_Given exercise_. Swap every "dots" in the data below for "points", and reproduce the rest without any change.

[BEGIN]

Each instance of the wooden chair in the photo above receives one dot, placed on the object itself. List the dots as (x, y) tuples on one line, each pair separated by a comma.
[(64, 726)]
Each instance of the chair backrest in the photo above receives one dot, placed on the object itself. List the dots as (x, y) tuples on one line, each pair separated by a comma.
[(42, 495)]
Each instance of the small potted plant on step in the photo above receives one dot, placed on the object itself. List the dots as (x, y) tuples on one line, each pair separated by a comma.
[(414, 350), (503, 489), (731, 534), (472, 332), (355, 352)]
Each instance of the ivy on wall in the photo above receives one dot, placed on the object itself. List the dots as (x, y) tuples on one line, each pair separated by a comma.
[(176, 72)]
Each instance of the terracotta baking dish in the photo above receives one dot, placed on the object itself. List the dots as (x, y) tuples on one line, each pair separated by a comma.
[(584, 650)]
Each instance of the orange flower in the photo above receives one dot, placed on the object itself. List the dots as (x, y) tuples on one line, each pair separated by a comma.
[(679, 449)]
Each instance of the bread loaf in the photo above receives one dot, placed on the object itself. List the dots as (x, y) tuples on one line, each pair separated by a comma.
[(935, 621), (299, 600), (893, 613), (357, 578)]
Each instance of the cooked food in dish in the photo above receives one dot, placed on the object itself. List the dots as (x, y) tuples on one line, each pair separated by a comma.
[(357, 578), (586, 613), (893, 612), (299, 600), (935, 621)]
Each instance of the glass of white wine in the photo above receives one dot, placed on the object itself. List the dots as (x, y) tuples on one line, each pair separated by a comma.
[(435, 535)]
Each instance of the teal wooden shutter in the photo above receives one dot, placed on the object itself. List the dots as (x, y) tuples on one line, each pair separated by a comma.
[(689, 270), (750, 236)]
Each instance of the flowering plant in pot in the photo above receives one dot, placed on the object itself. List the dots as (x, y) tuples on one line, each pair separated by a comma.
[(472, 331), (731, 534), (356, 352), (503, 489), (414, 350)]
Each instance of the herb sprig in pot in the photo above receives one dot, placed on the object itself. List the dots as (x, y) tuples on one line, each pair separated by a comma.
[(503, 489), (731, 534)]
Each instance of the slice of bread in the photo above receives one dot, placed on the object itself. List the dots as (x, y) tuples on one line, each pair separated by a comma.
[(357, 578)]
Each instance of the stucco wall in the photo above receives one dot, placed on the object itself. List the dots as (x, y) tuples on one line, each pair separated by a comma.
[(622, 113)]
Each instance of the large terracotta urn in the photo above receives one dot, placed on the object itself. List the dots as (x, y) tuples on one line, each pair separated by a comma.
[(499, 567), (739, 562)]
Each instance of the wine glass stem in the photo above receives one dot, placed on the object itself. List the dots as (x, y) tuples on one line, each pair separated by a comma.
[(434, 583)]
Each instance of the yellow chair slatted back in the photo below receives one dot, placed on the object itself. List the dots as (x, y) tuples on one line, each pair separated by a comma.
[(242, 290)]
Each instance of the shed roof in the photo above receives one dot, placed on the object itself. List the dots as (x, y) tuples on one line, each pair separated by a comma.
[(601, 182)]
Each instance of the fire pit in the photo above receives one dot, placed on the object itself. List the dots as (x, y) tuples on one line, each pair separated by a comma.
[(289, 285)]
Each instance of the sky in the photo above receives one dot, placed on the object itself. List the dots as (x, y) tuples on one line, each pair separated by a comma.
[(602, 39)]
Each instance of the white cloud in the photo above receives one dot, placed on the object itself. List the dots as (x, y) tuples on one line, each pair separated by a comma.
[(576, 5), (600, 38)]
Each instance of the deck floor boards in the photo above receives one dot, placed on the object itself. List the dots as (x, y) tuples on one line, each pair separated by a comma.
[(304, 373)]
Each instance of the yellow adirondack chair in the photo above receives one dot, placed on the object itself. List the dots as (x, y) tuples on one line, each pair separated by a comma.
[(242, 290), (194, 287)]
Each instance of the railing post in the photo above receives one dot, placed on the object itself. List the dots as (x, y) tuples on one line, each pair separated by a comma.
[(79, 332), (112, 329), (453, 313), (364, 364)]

[END]

_Solution below_.
Each instance of the wooden chair in the photo above receives one dot, placed on the object itself. List the points as (x, y) tuples on one line, each pair separated by a comma.
[(64, 726)]
Each instance of the chair backrest in the photo above receives one dot, placed on the object itself. List the points as (x, y) tuples on one line, each pair separated by a comma.
[(42, 495)]
Each instance of the small potted plant on step in the photo above receives one dot, placed on the object itself. List the points as (x, y) tuples on one line, each pair separated by a comma.
[(414, 350), (503, 489), (731, 534), (472, 332), (355, 352)]
Each instance of the ivy on wall in the photo above receives one dot, placed on the object itself. List the points as (x, y) tuples on one line, each pair separated by a comma.
[(176, 72)]
Each instance of the terracotta baking dish in the photo above receives one dot, placed on the object itself. List the points as (x, y) tuples on one line, each pair separated by a comma.
[(584, 650)]
Each instance of the orange flower in the photo above receives one dot, placed on the object itself. List the points as (x, y) tuples on one line, each pair separated by a comma.
[(679, 449)]
Each instance of the bread loaf in the photo above receives one dot, placed on the object itself. List the points as (x, y) tuples on one line, each pair separated by a comma.
[(935, 621), (299, 600), (893, 613), (357, 578)]
Each instance of the cooked food in dish in the photo above receives one dot, placed on the object itself. List the points as (x, y) tuples on one line, each pair separated by a comma.
[(357, 578), (586, 613), (893, 612), (299, 600), (935, 621)]
Each instance of the glass of white wine in the photo above receives one dot, placed on the object itself. List the points as (x, y) tuples on one line, each pair separated by a comma.
[(435, 535)]
Each instance of the teal wooden shutter in the photo above receives one dot, placed on the object itself. List the points as (x, y) tuples on one line, each pair separated by a comma.
[(689, 270), (750, 236)]
Each instance of the flowering plant in pot in the photo above receives one dot, placed on the object itself. List the points as (x, y) tuples on one line, each pair separated by a comma.
[(472, 331), (731, 534), (356, 352), (503, 489), (414, 350)]
Each instance of the herb sprig in pot in the photo above receives one dot, placed on the object itself. List the points as (x, y) tuples on one line, each pair separated by a comma.
[(503, 489), (731, 534)]
Each instance of the slice of bread in the photo above receives one dot, placed on the object itself. List the points as (x, y) tuples on one line, each pair separated by a comma.
[(357, 578)]
Each instance of the stucco wall in the photo above receives one dot, placed on the object itself. List the points as (x, y) tuples on one line, each pair separated by a comma.
[(622, 113)]
Each instance of the large terracotta urn in the photo above receives one dot, placed on the object itself. List the points as (x, y) tuples on one line, each pair separated by a comma.
[(499, 567), (739, 562)]
Each instance of the wine glass stem in the photo above receives one dot, placed on the object itself. List the points as (x, y) tuples on one line, each pair separated by a comma.
[(434, 583)]
Each instance of the yellow chair slatted back in the photo below receives one dot, placed on the object itself. List the points as (x, y) tuples on one line, each pair separated by a comma.
[(242, 290)]
Each instance of the shed roof in the photo above receives one dot, placed on the object itself. List the points as (x, y) tuples on one line, each pair separated by a comma.
[(601, 182)]
Each instance of the fire pit in the photo above receives one dot, placed on the object itself. List the points as (x, y) tuples on one line, each pair separated by a comma.
[(289, 285)]
Each instance of the sky in the photo above receives one dot, placed on the object itself. List the points as (x, y) tuples on one line, each pair separated by a comma.
[(602, 39)]
Each instance of the white cloud in the photo above receives one dot, placed on the object itself. List the points as (x, y) tuples on one line, each pair separated by a comma.
[(576, 5), (600, 38)]
Each instance of the deck floor boards in the photo above receives one dot, placed on the object itself. List the points as (x, y) tuples on one line, each pair separated by a comma.
[(304, 373)]
Each instance of the yellow adirondack chair in the photo above receives one dot, placed on the object itself. List the points as (x, y) tuples on one line, each pair separated by a comma.
[(242, 290), (194, 287)]
Each instance of the railing post in the photo above receives one dot, placed on the object itself. List the points as (x, y) tuples on one line, each pair separated by a comma.
[(79, 332), (112, 329), (453, 313), (364, 364)]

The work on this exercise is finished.